Instruction: Pull out all of the records below and reproduce each line word for word, without any changes.

Labeled-object pointing entries:
BEGIN
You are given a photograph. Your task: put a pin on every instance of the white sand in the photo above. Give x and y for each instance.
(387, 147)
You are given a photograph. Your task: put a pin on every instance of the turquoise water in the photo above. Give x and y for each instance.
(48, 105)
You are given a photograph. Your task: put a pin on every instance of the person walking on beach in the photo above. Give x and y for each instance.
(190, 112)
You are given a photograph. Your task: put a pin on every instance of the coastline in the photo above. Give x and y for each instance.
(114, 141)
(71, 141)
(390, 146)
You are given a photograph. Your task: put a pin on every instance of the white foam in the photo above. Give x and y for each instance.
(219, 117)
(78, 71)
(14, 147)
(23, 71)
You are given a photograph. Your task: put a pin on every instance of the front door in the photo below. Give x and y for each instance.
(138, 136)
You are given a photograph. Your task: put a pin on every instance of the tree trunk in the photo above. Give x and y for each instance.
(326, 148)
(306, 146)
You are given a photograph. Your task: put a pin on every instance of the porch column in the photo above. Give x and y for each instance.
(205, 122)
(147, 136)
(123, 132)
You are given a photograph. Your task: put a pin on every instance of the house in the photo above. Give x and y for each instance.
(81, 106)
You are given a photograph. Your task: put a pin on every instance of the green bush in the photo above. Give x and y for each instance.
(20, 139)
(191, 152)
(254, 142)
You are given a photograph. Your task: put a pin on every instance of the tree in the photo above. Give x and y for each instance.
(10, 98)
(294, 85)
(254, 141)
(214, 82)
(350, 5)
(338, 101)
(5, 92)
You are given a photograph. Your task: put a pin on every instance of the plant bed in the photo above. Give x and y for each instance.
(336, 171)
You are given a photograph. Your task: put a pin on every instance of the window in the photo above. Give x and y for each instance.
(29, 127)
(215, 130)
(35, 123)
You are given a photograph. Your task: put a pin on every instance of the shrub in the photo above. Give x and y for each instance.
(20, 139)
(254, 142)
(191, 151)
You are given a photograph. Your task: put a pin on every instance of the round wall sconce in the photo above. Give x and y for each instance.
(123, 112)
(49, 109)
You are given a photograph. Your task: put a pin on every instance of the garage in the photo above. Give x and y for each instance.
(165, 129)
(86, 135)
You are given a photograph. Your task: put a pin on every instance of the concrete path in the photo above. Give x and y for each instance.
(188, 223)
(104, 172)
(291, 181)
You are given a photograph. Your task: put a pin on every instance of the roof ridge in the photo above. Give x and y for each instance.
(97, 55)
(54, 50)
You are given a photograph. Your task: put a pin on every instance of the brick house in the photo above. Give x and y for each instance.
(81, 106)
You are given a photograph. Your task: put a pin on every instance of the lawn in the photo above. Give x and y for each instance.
END
Task response:
You are given a photograph. Your task: put a pin on every instance of the white sand in the photo above. Give x and y for each instance.
(387, 147)
You are given a photograph. Your task: put a pin on every instance of the turquoise water in the photo above. Give x and y for each instance.
(48, 105)
You are given a photograph. Your task: put a pin on every instance of the person walking on beach in the photo above. Give x and y for each instance.
(190, 112)
You are given a photograph. Your task: put a pin on every instance of the coastline in the photo above. Give x and y for each instance.
(114, 141)
(71, 141)
(390, 146)
You are given a photograph. Your task: put a pin on every instance of the white foam in the photo above. Give x and y for each instance.
(219, 117)
(78, 71)
(14, 147)
(23, 71)
You are given a photograph. Your task: put a pin on every instance of the front door in the photo below. Give x and y for each instance.
(138, 136)
You are given a photograph. Your task: put a pin on every instance of the tree trunk in the photo above. Give x and y for each instance.
(326, 148)
(306, 146)
You are given a photograph. Your task: put a pin on every instance of the porch column in the photo above. Give x and y for each instance.
(205, 122)
(147, 136)
(123, 132)
You are given a photograph. Your task: put a pin on every instance of the house in the photo above. Give x and y for each instance.
(81, 106)
You are given a photograph. Your task: put a pin on every instance of the green bush in the photo above. Give x and y for each instance.
(20, 139)
(191, 152)
(254, 142)
You are given a photograph. Your task: put a pin on every instance of the tree in the photo above. Give x and y for each instance.
(10, 98)
(294, 85)
(254, 141)
(214, 82)
(350, 5)
(338, 101)
(5, 92)
You are given a photograph. Your task: put a pin on every instance of the plant bed in the photo above. Give x and y for each instance.
(336, 171)
You are given a photograph. Your task: put a pin on every instance of the window in the photo above. Give x and y for each instance.
(29, 127)
(215, 130)
(35, 123)
You are given a photograph. Your task: put a pin on every instance of the shrub in the photo above. Give x and y for each instance.
(20, 139)
(254, 142)
(191, 151)
You are given a photograph. Your task: put a pin on every instance of the round wall sconce in the photo above. Give x and y for each instance.
(123, 112)
(49, 109)
You are given a photograph. Your task: put a pin on every instance of the garage in the photo above. Give x and y for each instance.
(165, 129)
(86, 135)
You are given a photograph. Your task: put a pin on every instance of the concrete path in the photo above. Give x and y for each instance.
(188, 223)
(104, 172)
(291, 181)
You are given a photograph. Your task: put a pin on every instance of the roof ridge in the photo above. Give x and y for each instance.
(97, 55)
(54, 50)
You are given a photograph. Your task: put a pin on every instance of the brick house in the photo above. Give x and y for each instance.
(81, 106)
You are given a photograph. Your task: put a pin on every instance of the lawn in the photo above. Give x and y for each instance.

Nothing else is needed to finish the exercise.